Kutipan Bacaan:
====
Baca berita tanpa iklan. Gabung Kompas.com+

Gunung Fatuleu, Obyek Wisata dan Penanda Petani

Kompas.com - 03/11/2015, 14:37 WIB
GUNUNG Fatuleu di Kabupaten Kupang, Nusa Tenggara Timur, tidak hanya obyek wisata yang mengandalkan keunikan disertai aura magis.

Gunung yang hampir seluruhnya terbentuk dari bongkahan batu hitam, hingga tampak angkuh dan garang, juga menyimpan peran, yakni sebagai pemandu tahapan kegiatan bertani masyarakat sekitar.

Termasuk dalam wilayah Desa Nunsaen, Kecamatan Fatuleu Tengah, Gunung Fatuleu terletak sekitar 40 kilometer dari pusat pemerintahan Kabupaten Kupang di Oelamasi, atau kurang lebih 70 kilometer sebelah timur Kota Kupang.

Pada hari Minggu atau hari libur lain, kawasan Gunung Fatuleu ramai dikunjungi.

Sebagian pengunjung ada yang secara diam-diam ingin merasakan aura magis atau susuk yang terpancar dari gunung setinggi 1.111 meter di atas permukaan laut itu. Ada pula kelompok remaja berlatih olahraga panjat tebing di gunung itu.

Gencarnya pilihan berwisata ke lokasi itu erat kaitannya dengan ketersediaan infrastruktur jalan sejak setahun lalu.

Jalan beraspal mulus yang tersambung mulai titik persimpangan Lintas Timor di Lili, Kecamatan Fatuleu, adalah bagian dari Poros Tengah, yang nantinya membuka isolasi kawasan hingga menyentuh perbatasan Oekusi, Timor Leste.

Panjang jalan poros tengah 159,2 kilometer. Hingga pertengahan Oktober 2015, bagian jalan yang sudah beraspal mulus mulai dari Lili hingga Kampung Kofi di Oelbitneno sepanjang 20 kilometer, atau sekitar tiga kilometer setelah Gunung Fatuleu.
====
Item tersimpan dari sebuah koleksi
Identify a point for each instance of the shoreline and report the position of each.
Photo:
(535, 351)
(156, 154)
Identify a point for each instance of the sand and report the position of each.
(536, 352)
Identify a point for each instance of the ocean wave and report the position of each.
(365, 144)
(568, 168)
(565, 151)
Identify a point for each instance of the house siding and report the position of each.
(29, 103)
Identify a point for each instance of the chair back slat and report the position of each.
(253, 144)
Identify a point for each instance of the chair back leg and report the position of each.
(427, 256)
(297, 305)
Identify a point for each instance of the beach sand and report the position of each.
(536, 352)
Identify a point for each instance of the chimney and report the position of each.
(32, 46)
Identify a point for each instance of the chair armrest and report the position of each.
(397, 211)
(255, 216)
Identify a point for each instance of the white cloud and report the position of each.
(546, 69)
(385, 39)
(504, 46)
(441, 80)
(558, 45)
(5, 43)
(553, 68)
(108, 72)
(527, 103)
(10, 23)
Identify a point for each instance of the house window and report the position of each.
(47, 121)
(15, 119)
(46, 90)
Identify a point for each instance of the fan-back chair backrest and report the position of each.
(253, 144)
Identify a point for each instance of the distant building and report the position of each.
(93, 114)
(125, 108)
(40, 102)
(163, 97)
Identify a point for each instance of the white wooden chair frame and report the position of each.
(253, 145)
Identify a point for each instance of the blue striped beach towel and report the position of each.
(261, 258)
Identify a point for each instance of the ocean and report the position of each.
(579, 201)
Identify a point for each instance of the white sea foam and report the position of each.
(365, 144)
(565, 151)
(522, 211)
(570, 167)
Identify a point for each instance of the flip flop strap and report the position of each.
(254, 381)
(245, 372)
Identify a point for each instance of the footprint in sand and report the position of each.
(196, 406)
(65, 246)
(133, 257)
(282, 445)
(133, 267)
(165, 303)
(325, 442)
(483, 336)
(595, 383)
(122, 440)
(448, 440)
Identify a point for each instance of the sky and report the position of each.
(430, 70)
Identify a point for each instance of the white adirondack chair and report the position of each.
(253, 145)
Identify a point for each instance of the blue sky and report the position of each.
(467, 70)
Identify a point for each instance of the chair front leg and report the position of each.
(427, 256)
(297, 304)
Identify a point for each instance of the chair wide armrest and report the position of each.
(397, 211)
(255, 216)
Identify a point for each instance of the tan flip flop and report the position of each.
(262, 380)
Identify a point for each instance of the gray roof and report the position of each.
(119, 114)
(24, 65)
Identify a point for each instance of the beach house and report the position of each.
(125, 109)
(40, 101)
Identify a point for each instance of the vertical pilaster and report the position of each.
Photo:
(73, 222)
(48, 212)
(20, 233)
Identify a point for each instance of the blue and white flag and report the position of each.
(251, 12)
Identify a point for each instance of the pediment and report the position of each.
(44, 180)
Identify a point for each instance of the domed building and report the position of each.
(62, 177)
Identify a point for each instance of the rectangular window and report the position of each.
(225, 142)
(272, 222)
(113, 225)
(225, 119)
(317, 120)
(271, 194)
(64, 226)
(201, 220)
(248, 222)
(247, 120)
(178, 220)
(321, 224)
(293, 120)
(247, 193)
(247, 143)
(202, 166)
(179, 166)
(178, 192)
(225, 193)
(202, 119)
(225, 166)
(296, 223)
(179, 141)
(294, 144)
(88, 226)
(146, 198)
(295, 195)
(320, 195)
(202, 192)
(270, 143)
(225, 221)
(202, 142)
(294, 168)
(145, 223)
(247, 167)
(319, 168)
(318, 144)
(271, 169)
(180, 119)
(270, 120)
====
Latihan: Ulangi kata demi kata bagian teks tentang Gunung Fatuleu, mulai dari "Pada hari Minggu" terus sampai ke "setelah Gunung Fatuleu.".

Hasil Latihan:
Pada hari Minggu atau hari libur lain, kawasan Gunung Fatuleu ramai dikunjungi.

Sebagian pengunjung ada yang secara diam-diam ingin merasakan aura magis atau susuk yang terpancar dari gunung setinggi 1.111 meter di atas permukaan laut itu. Ada pula kelompok remaja berlatih olahraga panjat tebing di gunung itu.

Gencarnya pilihan berwisata ke lokasi itu erat kaitannya dengan ketersediaan infrastruktur jalan sejak setahun lalu.

Jalan beraspal mulus yang tersambung mulai titik persimpangan Lintas Timor di Lili, Kecamatan Fatuleu, adalah bagian dari Poros Tengah, yang nantinya membuka isolasi kawasan hingga menyentuh perbatasan Oekusi, Timor Leste.

Panjang jalan poros tengah 159,2 kilometer. Hingga pertengahan Oktober 2015, bagian jalan yang sudah beraspal mulus mulai dari Lili hingga Kampung Kofi di Oelbitneno sepanjang 20 kilometer, atau sekitar tiga kilometer setelah Gunung Fatuleu.